*Short exercise*.
Answer the following from the court opinion below.
1. Under which rule do Balfour and Van Ekris move to dismiss?
2. What does the "Shore Risks Coverage" clause extend coverage to?
3. What amount did Balfour and Van Ekris claim under the Policy in October 1990?

The opinion of the court was delivered by: Kram, District Judge.
This case concerns a dispute over an insurance claim for lost
or missing coffee. Presently before the court is defendant
Balfour Maclaine International's and Van Ekris & Stoett, Inc.'s
motion to dismiss pursuant to Rule 12(b)(1) of the Federal
Rules of Civil Procedure. Plaintiff and the moving defendant
have also cross-moved against each other for sanctions.
According to the Complaint in this case, Atlantic Mutual
Insurance Co. ("Atlantic") issued a Marine Open Cargo Policy
("the Policy") to defendant Balfour Maclaine International,
Ltd. ("Balfour") providing insurance
coverage for coffee, among other goods, and including a "Shore
Risks Coverage" clause extending coverage to goods or
merchandise that were physically stored at insured locations.
In October 1990, defendant Balfour and its subsidiary,
defendant Van Ekris & Stoett, Inc. ("Van Ekris") made a claim
for $22,096,055.43 under the Policy for the physical loss of
approximately 165,564 bags of coffee weighing over 25,000,000
pounds which were allegedly stored in certain Mexican
warehouses. Atlantic then brought this declaratory judgment
action against Balfour, Van Ekris, and numerous banks to obtain
a determination that it is not liable under the Policy.

*Data records*.
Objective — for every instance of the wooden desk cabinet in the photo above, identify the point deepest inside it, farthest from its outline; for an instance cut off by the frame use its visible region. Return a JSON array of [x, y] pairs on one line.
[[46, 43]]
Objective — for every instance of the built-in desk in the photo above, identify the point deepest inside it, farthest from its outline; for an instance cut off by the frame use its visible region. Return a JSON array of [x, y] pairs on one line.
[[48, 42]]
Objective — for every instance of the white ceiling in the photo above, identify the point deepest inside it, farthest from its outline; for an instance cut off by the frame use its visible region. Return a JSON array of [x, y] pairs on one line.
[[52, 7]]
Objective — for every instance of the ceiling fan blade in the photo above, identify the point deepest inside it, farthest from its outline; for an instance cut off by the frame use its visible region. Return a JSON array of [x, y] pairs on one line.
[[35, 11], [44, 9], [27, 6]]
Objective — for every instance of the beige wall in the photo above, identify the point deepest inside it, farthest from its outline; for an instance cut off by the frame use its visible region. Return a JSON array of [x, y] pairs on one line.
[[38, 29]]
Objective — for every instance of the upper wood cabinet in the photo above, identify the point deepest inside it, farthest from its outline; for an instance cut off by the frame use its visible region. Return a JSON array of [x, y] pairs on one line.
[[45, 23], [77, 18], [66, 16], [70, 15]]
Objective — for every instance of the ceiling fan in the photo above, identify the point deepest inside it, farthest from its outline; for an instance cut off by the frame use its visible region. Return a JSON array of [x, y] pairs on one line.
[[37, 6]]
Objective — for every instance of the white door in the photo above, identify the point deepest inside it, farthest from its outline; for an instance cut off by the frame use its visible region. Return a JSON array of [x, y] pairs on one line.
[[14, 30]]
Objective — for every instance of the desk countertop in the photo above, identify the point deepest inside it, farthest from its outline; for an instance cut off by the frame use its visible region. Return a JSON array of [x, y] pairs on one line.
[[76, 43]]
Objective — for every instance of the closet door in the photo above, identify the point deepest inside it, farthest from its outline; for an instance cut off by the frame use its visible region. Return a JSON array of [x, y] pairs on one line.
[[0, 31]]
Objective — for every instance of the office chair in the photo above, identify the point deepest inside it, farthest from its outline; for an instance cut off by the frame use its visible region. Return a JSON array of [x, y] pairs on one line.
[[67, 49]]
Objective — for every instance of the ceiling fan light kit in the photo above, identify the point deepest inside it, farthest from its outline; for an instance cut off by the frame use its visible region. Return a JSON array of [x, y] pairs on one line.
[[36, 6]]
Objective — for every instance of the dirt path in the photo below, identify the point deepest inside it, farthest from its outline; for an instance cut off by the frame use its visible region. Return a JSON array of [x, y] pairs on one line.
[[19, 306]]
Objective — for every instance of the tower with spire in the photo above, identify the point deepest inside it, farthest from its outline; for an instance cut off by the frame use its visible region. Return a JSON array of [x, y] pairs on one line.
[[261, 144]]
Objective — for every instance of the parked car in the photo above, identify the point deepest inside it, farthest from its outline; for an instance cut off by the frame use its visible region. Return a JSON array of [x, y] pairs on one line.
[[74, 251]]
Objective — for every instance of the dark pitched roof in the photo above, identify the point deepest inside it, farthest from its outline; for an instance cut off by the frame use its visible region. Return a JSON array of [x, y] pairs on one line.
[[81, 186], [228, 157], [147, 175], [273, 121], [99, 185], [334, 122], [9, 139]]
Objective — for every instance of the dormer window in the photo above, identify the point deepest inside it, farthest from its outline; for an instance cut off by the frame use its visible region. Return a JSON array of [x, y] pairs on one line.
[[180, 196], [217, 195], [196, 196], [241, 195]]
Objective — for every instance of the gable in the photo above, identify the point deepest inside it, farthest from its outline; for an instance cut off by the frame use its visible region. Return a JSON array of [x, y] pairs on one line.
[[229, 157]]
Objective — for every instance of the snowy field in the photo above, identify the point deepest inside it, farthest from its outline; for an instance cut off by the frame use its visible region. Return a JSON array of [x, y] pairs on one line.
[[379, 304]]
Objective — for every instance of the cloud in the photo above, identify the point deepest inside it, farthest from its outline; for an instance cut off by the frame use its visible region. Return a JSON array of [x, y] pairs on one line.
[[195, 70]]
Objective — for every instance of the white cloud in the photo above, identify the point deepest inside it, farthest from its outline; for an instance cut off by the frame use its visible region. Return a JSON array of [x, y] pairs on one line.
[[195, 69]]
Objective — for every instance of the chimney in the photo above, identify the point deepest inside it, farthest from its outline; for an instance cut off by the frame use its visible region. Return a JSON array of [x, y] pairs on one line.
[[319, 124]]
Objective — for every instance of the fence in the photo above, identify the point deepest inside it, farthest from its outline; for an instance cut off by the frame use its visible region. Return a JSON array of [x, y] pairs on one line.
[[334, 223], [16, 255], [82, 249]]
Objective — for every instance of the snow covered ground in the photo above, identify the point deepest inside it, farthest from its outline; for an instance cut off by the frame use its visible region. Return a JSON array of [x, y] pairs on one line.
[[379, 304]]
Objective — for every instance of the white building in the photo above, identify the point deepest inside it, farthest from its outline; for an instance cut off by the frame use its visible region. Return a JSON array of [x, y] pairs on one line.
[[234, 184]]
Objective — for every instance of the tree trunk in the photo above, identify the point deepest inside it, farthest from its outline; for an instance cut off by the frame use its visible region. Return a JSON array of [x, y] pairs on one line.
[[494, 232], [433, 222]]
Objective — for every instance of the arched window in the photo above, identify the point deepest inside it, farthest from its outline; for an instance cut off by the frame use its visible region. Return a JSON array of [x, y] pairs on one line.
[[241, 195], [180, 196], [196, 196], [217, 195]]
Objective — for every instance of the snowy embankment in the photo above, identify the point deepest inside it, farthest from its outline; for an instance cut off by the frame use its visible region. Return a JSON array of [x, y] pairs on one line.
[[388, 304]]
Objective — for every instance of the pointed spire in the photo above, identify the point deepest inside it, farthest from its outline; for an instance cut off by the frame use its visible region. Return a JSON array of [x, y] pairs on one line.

*Answer in full*.
1. Rule 12(b)(1) of the Federal Rules of Civil Procedure.
2. Goods or merchandise that were physically stored at insured locations.
3. $22,096,055.43.